Please set down each line of the data again, unchanged.

==== Data extract ====

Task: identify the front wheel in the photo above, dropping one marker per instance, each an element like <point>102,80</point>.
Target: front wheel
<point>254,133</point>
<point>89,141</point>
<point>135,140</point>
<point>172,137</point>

====

- Task answer -
Task: identify the front wheel in the photo above, dropping one marker per instance, each an element like <point>102,80</point>.
Target: front wheel
<point>254,133</point>
<point>89,141</point>
<point>135,140</point>
<point>172,137</point>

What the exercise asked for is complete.